Set problem — Please reproduce every row below without changing a single character.

Provided records —

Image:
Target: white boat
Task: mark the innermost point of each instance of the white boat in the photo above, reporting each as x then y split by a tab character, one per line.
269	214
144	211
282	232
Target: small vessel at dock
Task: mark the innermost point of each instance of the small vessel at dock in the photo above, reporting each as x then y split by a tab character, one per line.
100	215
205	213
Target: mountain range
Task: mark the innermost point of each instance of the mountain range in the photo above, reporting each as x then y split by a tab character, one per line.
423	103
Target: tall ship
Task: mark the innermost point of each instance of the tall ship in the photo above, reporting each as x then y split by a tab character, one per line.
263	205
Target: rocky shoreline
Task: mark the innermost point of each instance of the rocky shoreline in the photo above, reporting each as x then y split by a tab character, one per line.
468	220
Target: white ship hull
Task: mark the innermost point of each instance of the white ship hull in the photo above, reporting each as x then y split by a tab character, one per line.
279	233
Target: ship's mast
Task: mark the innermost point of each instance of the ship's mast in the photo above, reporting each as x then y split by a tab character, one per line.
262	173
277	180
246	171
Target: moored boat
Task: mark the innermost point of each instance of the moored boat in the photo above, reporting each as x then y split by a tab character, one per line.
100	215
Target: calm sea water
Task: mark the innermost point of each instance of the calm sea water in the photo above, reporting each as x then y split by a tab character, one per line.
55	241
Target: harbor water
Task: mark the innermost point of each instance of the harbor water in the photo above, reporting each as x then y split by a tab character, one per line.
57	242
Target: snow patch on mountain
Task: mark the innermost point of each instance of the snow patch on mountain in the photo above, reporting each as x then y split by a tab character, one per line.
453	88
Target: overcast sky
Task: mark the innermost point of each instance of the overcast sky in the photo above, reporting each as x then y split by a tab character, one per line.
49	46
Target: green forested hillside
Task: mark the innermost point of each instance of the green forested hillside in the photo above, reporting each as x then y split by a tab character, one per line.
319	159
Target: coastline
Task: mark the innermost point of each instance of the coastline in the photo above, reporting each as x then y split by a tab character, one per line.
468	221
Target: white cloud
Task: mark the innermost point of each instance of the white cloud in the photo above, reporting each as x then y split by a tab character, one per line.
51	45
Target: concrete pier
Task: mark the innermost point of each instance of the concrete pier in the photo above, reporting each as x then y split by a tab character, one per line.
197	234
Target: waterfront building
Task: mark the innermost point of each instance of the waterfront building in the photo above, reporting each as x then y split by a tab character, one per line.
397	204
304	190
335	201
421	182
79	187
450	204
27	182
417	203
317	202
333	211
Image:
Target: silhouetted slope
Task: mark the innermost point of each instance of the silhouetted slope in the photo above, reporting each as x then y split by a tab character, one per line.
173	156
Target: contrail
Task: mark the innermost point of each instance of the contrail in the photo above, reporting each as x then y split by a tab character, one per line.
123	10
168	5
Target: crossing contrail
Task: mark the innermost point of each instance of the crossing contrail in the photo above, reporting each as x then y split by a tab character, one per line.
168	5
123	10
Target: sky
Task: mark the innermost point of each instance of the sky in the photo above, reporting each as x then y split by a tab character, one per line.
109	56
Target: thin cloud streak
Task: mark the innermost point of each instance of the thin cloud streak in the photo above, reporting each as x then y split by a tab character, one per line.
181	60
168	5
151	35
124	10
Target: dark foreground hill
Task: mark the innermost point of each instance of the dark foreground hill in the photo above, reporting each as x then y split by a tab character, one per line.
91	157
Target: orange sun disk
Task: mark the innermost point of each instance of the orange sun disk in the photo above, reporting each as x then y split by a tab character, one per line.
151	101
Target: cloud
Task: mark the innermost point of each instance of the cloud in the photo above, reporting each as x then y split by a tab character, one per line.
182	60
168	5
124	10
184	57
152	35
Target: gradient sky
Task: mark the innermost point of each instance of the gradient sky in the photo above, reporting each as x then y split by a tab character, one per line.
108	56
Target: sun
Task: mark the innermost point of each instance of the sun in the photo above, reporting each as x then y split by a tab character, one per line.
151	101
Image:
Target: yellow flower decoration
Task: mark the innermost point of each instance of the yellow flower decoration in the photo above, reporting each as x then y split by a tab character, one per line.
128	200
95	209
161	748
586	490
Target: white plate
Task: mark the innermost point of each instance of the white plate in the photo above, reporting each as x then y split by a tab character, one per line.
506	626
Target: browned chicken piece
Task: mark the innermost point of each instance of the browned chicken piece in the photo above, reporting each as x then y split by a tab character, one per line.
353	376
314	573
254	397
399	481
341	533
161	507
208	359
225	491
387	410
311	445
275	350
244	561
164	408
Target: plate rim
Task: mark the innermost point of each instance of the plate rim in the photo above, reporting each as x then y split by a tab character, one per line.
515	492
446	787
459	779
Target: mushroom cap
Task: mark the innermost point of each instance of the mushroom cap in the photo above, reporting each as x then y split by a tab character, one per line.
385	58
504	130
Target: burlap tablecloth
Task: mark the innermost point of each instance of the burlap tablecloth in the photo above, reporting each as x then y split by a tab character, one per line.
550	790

Solution to the problem —
Image:
Target: white boat
Task: mark the innermost point of each instance of the white boat in the photo above, reporting each as x then y split by a tab character, one per line.
269	214
144	211
282	232
Target: small vessel at dock
Task: mark the innermost point of each instance of the small vessel at dock in the photo above, reporting each as x then y split by a tab character, one per line.
100	215
205	213
Target: mountain range
Task: mark the innermost point of each instance of the mountain range in the photo above, reporting each as x then y split by a tab character, one per line.
423	103
Target: tall ship
Task: mark the innermost point of each instance of the tall ship in the photo above, reporting each as x then y split by a tab character, one per line.
263	205
Target: rocky shoreline
Task: mark the innermost point of each instance of the rocky shoreline in the photo above, reporting each as x then y split by a tab character, one per line.
468	220
Target: white ship hull
Task: mark the innermost point of each instance of the white ship hull in the photo above, reporting each as x then y split by a tab character, one per line.
279	233
Target: ship's mast
Task: mark the innermost point of each instance of the ship's mast in the photo above, reporting each as x then y split by a tab character, one per line.
262	173
277	180
246	171
Target: moored boat
Task: mark the innermost point of each instance of the moored boat in the photo above, reporting each as x then y split by a tab character, one per line.
100	215
Target: calm sea water
Task: mark the innermost point of each instance of the calm sea water in the photo above, reporting each as x then y split by a tab character, one per line.
55	241
Target: harbor water
Task: mark the innermost point of each instance of the harbor water in the photo above, reporting each as x then y split by a tab character, one per line.
57	242
Target: snow patch on mountain
Task: mark the innermost point of each instance of the snow patch on mountain in the photo above, reporting each as x then y split by a tab character, one per line.
453	88
Target: overcast sky
Task: mark the innermost point of each instance of the overcast sky in the photo above, reporting each as x then y split by a tab character, one per line.
49	46
Target: green forested hillside
Task: mark the innermost point of each instance of the green forested hillside in the photo above, reporting each as x then y split by a tab character, one per line.
319	159
Target: coastline
Task: mark the innermost point of each instance of the coastline in the photo above, reporting each as x then y split by a tab character, one per line.
468	221
Target: white cloud
Task: mark the innermost point of each instance of the white cloud in the photo above, reporting each as x then y split by a tab character, one per line.
51	45
Target: concrete pier
Task: mark the innermost point of each instance of the concrete pier in the photo above, reporting each as x then y split by a tab character, one per line.
197	234
Target: waterfront building
Task: mark the innermost point of each instance of the waterfront building in the photo above, reporting each as x then y split by a tab character, one per line.
397	204
304	190
335	201
421	182
79	187
450	204
27	182
417	203
317	202
333	211
Image:
Target: silhouetted slope
Task: mark the innermost point of each instance of the silhouetted slope in the photo above, reporting each as x then y split by a tab character, one per line.
173	156
Target: contrail
Task: mark the innermost point of each instance of the contrail in the photo above, reporting each as x then y split by a tab character, one per line.
123	10
168	5
Target: crossing contrail
Task: mark the innermost point of each instance of the crossing contrail in the photo above, reporting each as x then y split by a tab character, one per line.
168	5
123	10
Target: sky
Task: mark the innermost point of each instance of the sky in the photo above, reporting each as x then y split by a tab character, one per line.
109	56
Target: thin cloud streak
Task: mark the innermost point of each instance of the thin cloud streak in the photo above, reporting each as x then y split by a tab character, one per line.
181	60
168	5
151	35
124	10
Target: dark foreground hill
Task: mark the innermost point of each instance of the dark foreground hill in the photo above, reporting each as x then y split by a tab character, one per line.
91	157
Target: orange sun disk
Task: mark the innermost point of each instance of the orange sun disk in the photo above, reporting each as x then y split by a tab character, one per line.
151	101
Target: cloud
Task: mark the innermost point of each instance of the cloud in the photo above, reporting each as x then y split by a tab character, one per line.
182	60
168	5
124	10
184	57
152	35
Target: gradient sky
Task: mark the innermost point of each instance of the gradient sky in the photo above, reporting each as x then y split by a tab character, one per line.
108	56
Target: sun
Task: mark the innermost point of each instance of the sun in the photo above, reporting each as x then y split by a tab character, one per line.
151	101
Image:
Target: yellow flower decoration
Task: mark the innermost point of each instance of the yellow flower decoration in the photo above, reporting each as x then y split by a tab character, one per line.
128	200
95	209
161	748
586	490
Target: white plate
Task: mark the innermost point of each instance of the white plate in the photo above, reporting each as x then y split by a tab character, one per line.
506	626
Target: browned chicken piece
Task: mark the innermost point of each instance of the browned chicken piece in the photo above, reporting each as x then y split by a tab character, one per line.
353	376
314	573
254	397
399	481
341	533
161	507
208	359
225	491
387	410
311	445
275	350
244	561
164	408
Target: plate rim
Task: mark the innermost point of each instance of the plate rim in the photo above, reporting each as x then y split by a tab character, one per line.
515	492
446	787
459	779
Target: mushroom cap
Task: mark the innermost point of each instance of the mushroom cap in the photo above, reporting each as x then y split by a tab character, one per line.
385	58
504	130
Target: burlap tablecloth
Task: mark the innermost point of each instance of the burlap tablecloth in the photo above, reporting each as x then y split by a tab character, one per line.
550	790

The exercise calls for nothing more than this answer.